What needs to be done:
Copying rule for the data below: pictures stay out, and only the lines from the one with "Query: bent stem" down to the one with "Indicate the sneaker", inclusive, are repeated exactly.

Raw data:
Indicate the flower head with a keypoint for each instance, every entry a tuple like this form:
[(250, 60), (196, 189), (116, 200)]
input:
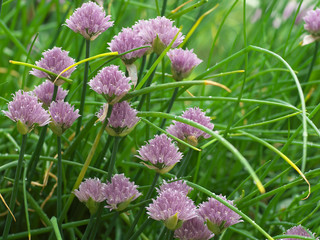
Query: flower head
[(179, 186), (120, 192), (89, 20), (158, 32), (299, 231), (182, 62), (126, 40), (193, 229), (187, 132), (63, 115), (217, 215), (312, 22), (122, 120), (91, 193), (161, 153), (26, 111), (54, 60), (45, 90), (172, 207), (111, 83)]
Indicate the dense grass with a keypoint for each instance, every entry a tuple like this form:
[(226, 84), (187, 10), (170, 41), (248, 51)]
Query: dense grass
[(269, 119)]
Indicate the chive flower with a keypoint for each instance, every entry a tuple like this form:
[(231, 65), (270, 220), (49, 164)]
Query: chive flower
[(218, 216), (120, 192), (188, 133), (126, 40), (54, 60), (312, 25), (182, 62), (173, 208), (63, 116), (299, 231), (89, 20), (91, 193), (193, 229), (122, 120), (111, 83), (158, 32), (179, 186), (26, 111), (161, 153), (44, 92)]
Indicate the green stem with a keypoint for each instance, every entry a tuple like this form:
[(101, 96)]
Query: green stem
[(15, 187), (185, 163), (173, 98), (84, 87), (113, 157), (244, 74), (59, 187), (141, 210)]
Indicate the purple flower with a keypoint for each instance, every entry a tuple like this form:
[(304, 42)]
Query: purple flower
[(217, 215), (111, 83), (158, 32), (182, 62), (179, 186), (44, 92), (122, 120), (172, 207), (91, 193), (126, 40), (161, 153), (193, 229), (299, 231), (54, 60), (120, 192), (187, 132), (26, 111), (89, 20), (63, 115), (312, 22)]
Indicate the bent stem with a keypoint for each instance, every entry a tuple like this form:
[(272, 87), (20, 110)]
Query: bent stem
[(84, 87), (15, 187)]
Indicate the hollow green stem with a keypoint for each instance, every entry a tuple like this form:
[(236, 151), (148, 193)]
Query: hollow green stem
[(59, 187), (15, 187), (185, 163), (113, 157), (141, 210), (84, 87), (173, 98)]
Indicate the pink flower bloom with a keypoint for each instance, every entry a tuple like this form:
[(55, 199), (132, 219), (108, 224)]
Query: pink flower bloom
[(182, 62), (193, 229), (312, 22), (89, 20), (63, 116), (54, 60), (111, 83), (217, 215), (158, 32), (161, 153), (44, 92), (26, 109), (172, 207), (120, 192), (299, 231), (126, 40)]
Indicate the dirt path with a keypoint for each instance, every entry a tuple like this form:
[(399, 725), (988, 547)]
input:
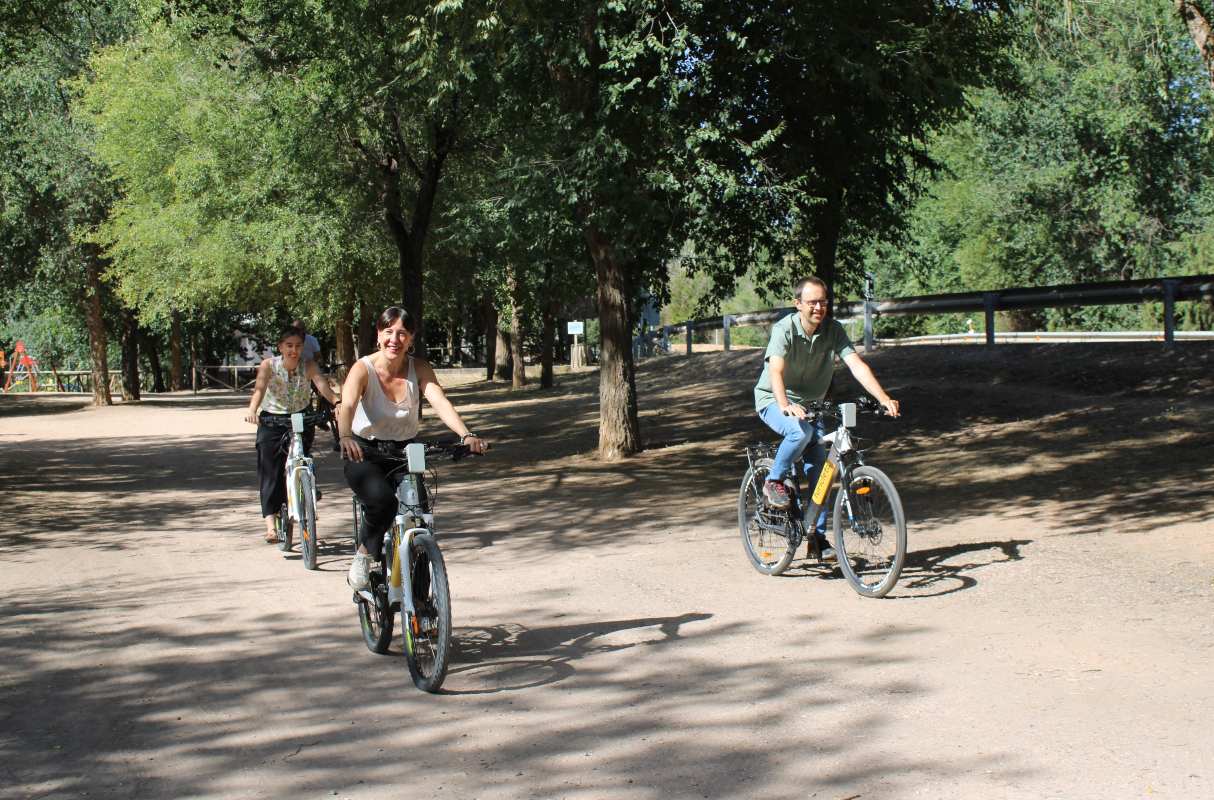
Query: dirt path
[(1051, 636)]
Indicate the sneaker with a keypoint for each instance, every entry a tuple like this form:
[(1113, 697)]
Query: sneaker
[(826, 552), (776, 494), (358, 572)]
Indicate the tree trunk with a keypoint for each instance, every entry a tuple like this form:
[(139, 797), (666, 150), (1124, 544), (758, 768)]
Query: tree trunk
[(130, 357), (97, 344), (367, 336), (619, 430), (503, 366), (175, 366), (152, 351), (489, 317), (457, 339), (518, 372), (345, 335), (1197, 20), (827, 230), (410, 236), (548, 345)]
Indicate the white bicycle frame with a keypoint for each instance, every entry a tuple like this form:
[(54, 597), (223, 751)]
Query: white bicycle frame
[(409, 522), (298, 461), (840, 443)]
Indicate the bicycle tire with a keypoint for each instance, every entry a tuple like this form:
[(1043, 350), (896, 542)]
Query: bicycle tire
[(769, 550), (376, 618), (284, 529), (871, 545), (426, 635), (307, 520)]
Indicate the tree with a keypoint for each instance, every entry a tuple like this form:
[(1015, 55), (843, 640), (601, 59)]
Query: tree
[(837, 103), (401, 88), (1197, 21), (52, 192), (1095, 170)]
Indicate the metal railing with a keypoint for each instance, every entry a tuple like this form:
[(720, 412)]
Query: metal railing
[(1168, 290)]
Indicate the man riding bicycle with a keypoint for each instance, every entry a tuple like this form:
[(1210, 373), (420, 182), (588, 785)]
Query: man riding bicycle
[(798, 368)]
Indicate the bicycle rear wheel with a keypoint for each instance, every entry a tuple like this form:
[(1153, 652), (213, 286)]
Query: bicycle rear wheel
[(427, 633), (307, 520), (871, 542), (770, 537), (284, 529), (375, 618)]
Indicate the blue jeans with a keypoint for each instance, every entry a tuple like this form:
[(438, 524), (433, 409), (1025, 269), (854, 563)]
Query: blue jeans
[(800, 441)]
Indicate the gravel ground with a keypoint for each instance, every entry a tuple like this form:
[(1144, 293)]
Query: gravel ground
[(1050, 636)]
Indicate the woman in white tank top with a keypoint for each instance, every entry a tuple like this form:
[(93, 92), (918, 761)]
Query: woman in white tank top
[(381, 402)]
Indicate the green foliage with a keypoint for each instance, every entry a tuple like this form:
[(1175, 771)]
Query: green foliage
[(222, 202), (1095, 170)]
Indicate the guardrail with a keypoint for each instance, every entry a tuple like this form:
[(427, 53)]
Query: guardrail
[(1168, 290)]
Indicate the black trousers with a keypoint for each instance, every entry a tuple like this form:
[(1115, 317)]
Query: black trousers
[(273, 444), (376, 491)]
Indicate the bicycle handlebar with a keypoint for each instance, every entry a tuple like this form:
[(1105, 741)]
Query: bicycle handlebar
[(818, 409), (310, 418), (454, 449)]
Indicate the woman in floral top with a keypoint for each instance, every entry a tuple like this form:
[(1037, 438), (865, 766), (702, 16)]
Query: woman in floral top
[(282, 390)]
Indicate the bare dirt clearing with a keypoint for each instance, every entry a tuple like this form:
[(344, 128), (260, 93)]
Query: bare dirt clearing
[(1051, 635)]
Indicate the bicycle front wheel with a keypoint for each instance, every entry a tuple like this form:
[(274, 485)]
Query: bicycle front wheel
[(871, 535), (307, 520), (427, 631), (769, 537)]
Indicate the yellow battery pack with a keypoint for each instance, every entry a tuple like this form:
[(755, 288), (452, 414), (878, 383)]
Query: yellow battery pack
[(823, 484)]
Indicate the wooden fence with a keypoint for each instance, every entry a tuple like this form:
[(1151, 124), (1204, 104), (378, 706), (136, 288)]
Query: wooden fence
[(1168, 290)]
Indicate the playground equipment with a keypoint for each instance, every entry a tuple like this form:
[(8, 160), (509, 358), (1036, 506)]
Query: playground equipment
[(24, 368)]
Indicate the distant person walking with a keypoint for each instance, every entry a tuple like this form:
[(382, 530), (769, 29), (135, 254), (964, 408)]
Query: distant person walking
[(311, 346)]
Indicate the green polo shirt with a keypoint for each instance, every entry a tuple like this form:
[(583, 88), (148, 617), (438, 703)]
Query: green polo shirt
[(809, 361)]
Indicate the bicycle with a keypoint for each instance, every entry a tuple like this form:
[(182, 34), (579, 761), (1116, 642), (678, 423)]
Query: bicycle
[(301, 492), (868, 521), (415, 585)]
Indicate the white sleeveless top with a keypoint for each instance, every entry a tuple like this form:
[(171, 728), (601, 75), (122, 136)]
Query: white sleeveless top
[(287, 392), (379, 418)]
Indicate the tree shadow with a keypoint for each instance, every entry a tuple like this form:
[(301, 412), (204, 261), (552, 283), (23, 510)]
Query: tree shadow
[(512, 657), (932, 572)]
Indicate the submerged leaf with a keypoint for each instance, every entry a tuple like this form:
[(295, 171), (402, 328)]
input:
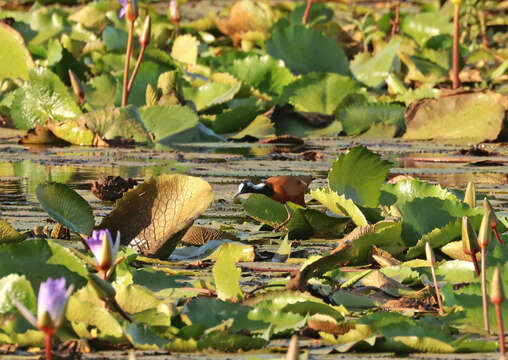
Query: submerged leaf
[(155, 215), (66, 206)]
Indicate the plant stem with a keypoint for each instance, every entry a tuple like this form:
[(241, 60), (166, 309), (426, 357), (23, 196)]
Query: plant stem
[(47, 338), (499, 316), (396, 22), (455, 66), (494, 229), (136, 68), (475, 263), (128, 53), (438, 295), (484, 292), (307, 12)]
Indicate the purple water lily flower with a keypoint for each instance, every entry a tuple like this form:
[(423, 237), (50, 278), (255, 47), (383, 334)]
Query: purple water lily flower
[(51, 304), (124, 3), (103, 249)]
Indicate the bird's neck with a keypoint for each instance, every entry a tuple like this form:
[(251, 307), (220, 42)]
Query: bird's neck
[(262, 188)]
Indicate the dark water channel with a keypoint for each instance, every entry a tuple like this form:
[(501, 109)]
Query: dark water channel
[(224, 165)]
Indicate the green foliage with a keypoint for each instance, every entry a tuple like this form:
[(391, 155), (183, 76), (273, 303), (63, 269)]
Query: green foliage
[(66, 206), (43, 96)]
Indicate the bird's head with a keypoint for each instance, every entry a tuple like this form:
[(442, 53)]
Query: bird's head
[(250, 188)]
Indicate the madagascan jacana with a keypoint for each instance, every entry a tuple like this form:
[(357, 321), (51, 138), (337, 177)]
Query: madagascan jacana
[(281, 189)]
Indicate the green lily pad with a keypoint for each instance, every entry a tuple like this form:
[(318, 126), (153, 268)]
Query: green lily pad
[(166, 122), (306, 50), (456, 117), (226, 275), (210, 94), (16, 287), (15, 59), (66, 206), (122, 122), (185, 49), (320, 92), (8, 234), (40, 259), (373, 70), (358, 175), (358, 118), (338, 204), (42, 96), (261, 127), (164, 207), (225, 342), (423, 26), (211, 312), (264, 73)]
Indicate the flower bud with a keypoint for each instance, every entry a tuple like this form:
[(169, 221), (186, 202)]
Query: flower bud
[(485, 230), (430, 254), (144, 39), (174, 12), (469, 238), (470, 195), (105, 291), (496, 290), (77, 87), (132, 10)]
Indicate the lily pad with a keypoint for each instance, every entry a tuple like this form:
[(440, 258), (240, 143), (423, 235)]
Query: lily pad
[(42, 96), (155, 215), (373, 70), (8, 234), (358, 175), (165, 122), (264, 73), (15, 59), (66, 206), (320, 92), (456, 117), (306, 50)]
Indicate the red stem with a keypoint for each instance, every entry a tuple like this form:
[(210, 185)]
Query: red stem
[(136, 68), (475, 263), (48, 336), (128, 54), (499, 316), (484, 292), (494, 228), (455, 68), (307, 12), (396, 22), (438, 295)]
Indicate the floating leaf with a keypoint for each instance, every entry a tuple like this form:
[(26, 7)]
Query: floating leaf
[(226, 275), (8, 234), (373, 70), (456, 117), (358, 118), (359, 174), (122, 122), (15, 59), (263, 73), (185, 49), (40, 259), (42, 96), (166, 122), (156, 214), (210, 94), (16, 287), (306, 50), (320, 92), (66, 206)]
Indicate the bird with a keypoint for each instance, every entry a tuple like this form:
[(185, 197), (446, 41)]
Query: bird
[(279, 188)]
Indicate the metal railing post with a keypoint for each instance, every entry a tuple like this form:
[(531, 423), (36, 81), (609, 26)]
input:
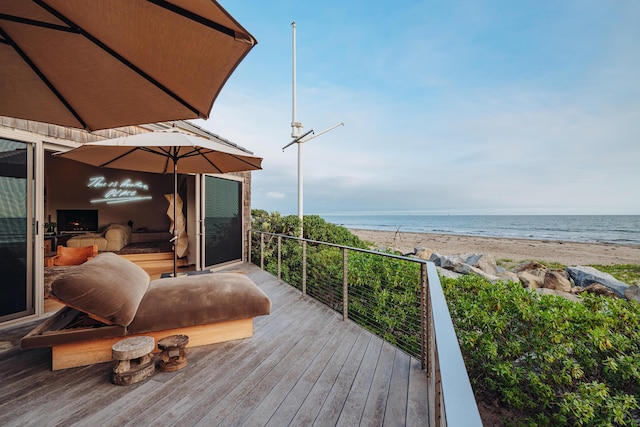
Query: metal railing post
[(304, 267), (279, 257), (345, 286), (424, 322)]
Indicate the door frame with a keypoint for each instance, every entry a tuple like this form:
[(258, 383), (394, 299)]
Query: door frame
[(200, 215)]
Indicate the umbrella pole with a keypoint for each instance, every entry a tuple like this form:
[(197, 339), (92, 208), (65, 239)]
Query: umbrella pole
[(175, 218)]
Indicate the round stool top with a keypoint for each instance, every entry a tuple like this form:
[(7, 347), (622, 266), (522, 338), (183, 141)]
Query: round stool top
[(132, 348), (173, 341)]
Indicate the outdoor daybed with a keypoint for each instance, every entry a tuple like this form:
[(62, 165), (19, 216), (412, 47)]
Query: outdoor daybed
[(109, 298), (113, 238)]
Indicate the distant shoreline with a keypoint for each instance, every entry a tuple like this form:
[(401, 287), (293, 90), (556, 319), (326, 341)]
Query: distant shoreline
[(564, 252)]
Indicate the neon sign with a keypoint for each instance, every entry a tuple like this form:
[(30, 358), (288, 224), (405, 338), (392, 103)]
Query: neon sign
[(118, 191)]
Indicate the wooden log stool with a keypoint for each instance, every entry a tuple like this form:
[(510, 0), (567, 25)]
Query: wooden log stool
[(135, 360), (174, 354)]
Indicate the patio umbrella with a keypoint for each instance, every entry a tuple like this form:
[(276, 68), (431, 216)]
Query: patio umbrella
[(107, 63), (170, 151)]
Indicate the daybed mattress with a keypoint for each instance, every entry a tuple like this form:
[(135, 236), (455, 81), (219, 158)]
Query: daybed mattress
[(110, 296)]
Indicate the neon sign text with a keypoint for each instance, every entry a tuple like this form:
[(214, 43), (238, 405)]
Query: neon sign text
[(118, 191)]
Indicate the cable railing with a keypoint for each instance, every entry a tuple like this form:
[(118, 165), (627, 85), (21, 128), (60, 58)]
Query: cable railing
[(399, 299)]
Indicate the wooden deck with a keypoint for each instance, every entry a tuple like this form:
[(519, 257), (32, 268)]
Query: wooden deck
[(304, 366)]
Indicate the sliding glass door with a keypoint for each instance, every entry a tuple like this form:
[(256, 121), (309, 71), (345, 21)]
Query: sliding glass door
[(16, 229), (222, 216)]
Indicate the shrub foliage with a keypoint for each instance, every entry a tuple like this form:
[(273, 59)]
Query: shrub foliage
[(558, 362)]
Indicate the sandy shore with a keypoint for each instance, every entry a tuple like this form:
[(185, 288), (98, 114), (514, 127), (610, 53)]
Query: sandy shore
[(567, 253)]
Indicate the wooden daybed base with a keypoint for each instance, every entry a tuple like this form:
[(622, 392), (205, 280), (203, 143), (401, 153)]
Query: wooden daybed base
[(102, 310), (82, 351)]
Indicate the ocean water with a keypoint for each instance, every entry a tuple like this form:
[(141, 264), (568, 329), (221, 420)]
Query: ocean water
[(618, 229)]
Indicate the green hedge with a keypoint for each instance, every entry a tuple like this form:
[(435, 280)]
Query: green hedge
[(557, 361)]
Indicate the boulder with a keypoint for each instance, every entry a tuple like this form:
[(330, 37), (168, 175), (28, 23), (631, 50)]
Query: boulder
[(632, 293), (486, 263), (468, 269), (528, 266), (423, 253), (566, 295), (585, 276), (448, 261), (530, 281), (435, 258), (539, 272), (447, 273), (509, 276), (600, 289), (554, 279)]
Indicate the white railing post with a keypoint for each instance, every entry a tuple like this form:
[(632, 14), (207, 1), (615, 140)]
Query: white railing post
[(304, 267), (261, 251), (345, 286), (279, 257)]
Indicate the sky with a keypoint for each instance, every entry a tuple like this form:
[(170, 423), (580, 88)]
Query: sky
[(456, 107)]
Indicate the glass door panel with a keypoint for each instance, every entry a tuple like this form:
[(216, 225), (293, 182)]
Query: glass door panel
[(16, 234), (222, 236)]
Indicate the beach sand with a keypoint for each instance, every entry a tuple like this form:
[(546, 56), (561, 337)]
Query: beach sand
[(567, 253)]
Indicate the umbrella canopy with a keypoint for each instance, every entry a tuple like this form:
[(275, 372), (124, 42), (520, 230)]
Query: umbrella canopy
[(107, 63), (168, 151), (161, 151)]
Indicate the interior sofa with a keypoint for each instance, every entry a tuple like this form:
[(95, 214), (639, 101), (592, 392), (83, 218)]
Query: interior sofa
[(110, 298), (113, 238)]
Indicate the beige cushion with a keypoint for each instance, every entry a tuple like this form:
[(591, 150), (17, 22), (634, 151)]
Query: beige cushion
[(108, 287), (199, 300)]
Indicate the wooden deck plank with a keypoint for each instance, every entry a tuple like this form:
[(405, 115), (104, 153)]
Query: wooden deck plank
[(234, 362), (417, 397), (395, 413), (314, 354), (320, 389), (334, 404), (247, 393), (303, 366), (284, 413)]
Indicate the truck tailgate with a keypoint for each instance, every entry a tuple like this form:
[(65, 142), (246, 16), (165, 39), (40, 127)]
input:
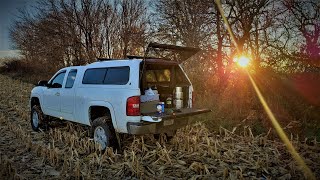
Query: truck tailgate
[(185, 112)]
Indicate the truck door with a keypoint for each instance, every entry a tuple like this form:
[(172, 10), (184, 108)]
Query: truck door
[(52, 95), (67, 95)]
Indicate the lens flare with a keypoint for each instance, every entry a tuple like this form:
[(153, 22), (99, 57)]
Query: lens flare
[(242, 61)]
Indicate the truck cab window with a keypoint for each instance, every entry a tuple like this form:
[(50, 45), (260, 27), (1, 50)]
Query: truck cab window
[(58, 80), (71, 78)]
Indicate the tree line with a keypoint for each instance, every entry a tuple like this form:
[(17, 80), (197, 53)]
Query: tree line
[(281, 34)]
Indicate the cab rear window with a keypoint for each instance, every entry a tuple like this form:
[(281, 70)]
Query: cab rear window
[(112, 75)]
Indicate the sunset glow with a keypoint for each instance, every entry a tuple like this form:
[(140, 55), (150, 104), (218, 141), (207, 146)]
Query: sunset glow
[(242, 61)]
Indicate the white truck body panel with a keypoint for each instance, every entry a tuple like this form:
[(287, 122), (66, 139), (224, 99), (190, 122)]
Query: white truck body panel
[(73, 104)]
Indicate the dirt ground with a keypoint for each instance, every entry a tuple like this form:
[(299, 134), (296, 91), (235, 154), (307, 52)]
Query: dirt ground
[(65, 151)]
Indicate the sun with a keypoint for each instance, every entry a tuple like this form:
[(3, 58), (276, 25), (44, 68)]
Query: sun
[(242, 61)]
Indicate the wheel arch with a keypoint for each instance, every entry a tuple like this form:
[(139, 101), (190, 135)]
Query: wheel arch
[(35, 100), (98, 109)]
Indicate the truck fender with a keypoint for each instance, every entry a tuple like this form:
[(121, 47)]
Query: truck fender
[(36, 96), (104, 104)]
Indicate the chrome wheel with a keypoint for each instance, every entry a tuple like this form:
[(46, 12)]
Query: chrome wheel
[(100, 137), (35, 119)]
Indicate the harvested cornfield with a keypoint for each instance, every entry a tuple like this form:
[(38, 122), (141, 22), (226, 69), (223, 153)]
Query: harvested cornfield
[(65, 151)]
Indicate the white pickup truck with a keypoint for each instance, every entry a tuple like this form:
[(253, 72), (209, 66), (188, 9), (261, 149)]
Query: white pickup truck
[(106, 96)]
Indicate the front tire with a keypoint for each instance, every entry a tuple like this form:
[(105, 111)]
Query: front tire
[(37, 119), (103, 132)]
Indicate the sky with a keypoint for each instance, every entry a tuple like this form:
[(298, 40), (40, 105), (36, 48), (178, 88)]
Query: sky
[(8, 11)]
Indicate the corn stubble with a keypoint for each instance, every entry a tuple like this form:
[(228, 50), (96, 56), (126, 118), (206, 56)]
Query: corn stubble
[(194, 153)]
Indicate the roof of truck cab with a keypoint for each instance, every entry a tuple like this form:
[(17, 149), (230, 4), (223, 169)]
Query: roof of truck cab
[(122, 62), (128, 62)]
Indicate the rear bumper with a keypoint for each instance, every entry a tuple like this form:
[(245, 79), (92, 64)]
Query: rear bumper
[(156, 128), (180, 119)]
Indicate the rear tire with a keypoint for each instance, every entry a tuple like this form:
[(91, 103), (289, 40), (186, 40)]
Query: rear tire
[(37, 119), (103, 132)]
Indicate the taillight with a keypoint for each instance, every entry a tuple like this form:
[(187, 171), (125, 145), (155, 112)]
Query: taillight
[(193, 98), (133, 106)]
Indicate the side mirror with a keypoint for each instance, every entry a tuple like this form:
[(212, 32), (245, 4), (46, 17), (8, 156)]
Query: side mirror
[(42, 83), (56, 85)]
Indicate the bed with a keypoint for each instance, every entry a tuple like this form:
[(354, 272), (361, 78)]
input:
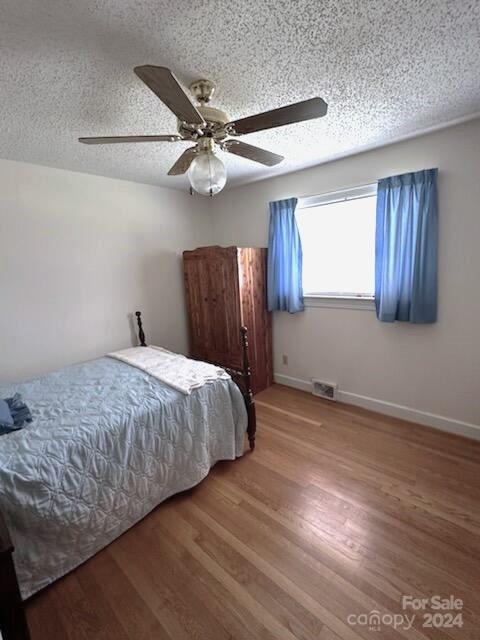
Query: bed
[(108, 443)]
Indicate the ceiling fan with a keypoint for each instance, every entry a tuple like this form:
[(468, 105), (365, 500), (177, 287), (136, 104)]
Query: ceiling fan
[(210, 128)]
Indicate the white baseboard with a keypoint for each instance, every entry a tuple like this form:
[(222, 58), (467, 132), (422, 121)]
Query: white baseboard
[(450, 425)]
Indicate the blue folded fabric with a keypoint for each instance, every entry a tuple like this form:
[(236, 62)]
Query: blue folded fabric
[(14, 413)]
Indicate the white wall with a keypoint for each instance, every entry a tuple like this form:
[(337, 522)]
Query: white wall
[(426, 368), (78, 254)]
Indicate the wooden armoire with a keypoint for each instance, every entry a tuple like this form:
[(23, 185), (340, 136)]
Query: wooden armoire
[(226, 288)]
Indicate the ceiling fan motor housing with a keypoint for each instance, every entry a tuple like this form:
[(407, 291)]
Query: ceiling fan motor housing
[(215, 125)]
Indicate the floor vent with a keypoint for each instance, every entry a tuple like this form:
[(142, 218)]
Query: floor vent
[(327, 390)]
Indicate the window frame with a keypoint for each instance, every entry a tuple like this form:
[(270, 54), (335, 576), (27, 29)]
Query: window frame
[(344, 301)]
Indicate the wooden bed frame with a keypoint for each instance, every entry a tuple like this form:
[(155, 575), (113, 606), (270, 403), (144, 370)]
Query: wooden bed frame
[(242, 377), (13, 622)]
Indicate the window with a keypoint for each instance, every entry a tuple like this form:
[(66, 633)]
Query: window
[(338, 242)]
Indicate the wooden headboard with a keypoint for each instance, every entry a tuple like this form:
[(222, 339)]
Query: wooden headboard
[(242, 377)]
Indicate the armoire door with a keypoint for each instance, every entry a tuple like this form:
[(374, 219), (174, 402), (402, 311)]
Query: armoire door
[(213, 304), (224, 306)]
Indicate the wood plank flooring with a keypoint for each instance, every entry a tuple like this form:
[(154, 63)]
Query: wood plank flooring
[(338, 512)]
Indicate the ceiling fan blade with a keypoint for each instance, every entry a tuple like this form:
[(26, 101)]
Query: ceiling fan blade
[(252, 153), (183, 163), (164, 84), (120, 139), (298, 112)]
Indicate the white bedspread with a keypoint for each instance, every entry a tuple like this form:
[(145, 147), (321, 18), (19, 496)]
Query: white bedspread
[(179, 372), (108, 443)]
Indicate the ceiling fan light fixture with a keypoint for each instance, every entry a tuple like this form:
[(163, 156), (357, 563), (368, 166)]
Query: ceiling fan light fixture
[(207, 173)]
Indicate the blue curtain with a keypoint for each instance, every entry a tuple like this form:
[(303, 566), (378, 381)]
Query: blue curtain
[(406, 248), (284, 276)]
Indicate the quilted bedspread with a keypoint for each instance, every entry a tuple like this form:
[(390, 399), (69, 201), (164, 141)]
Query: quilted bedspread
[(107, 444)]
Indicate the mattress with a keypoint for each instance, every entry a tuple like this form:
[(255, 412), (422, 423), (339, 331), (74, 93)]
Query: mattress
[(107, 444)]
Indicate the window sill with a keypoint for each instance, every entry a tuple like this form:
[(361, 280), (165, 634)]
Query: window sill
[(340, 302)]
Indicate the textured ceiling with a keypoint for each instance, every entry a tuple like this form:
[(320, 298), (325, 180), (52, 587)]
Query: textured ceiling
[(386, 68)]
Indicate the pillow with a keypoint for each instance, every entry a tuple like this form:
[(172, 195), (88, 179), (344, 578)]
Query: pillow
[(19, 411), (6, 420)]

Exercise result:
Query: bent stem
[(84, 87), (15, 187)]
Indicate the hollow green stem with a keypoint for each instance, every entry a tuple like this form:
[(236, 151), (148, 193)]
Query: hollow green stem
[(59, 187), (15, 187), (185, 163), (113, 157), (141, 210), (84, 87), (173, 98)]
Indicate the pink flower bloom with a keypoint for each instance, every entry a tuple like this form:
[(55, 199), (132, 219), (108, 224)]
Query: pink flower bloom
[(182, 62), (193, 229), (312, 22), (89, 20), (63, 116), (54, 60), (111, 83), (217, 215), (158, 32), (161, 153), (44, 92), (26, 109), (172, 207), (120, 192), (299, 231), (126, 40)]
Indicate the dirt path with a keypoint for each instance, every entry a tuple like this form:
[(399, 725), (988, 547)]
input:
Query: dirt path
[(1051, 636)]
Indicate the sneaker with a keypoint for each instance, every entry a tuple like this form:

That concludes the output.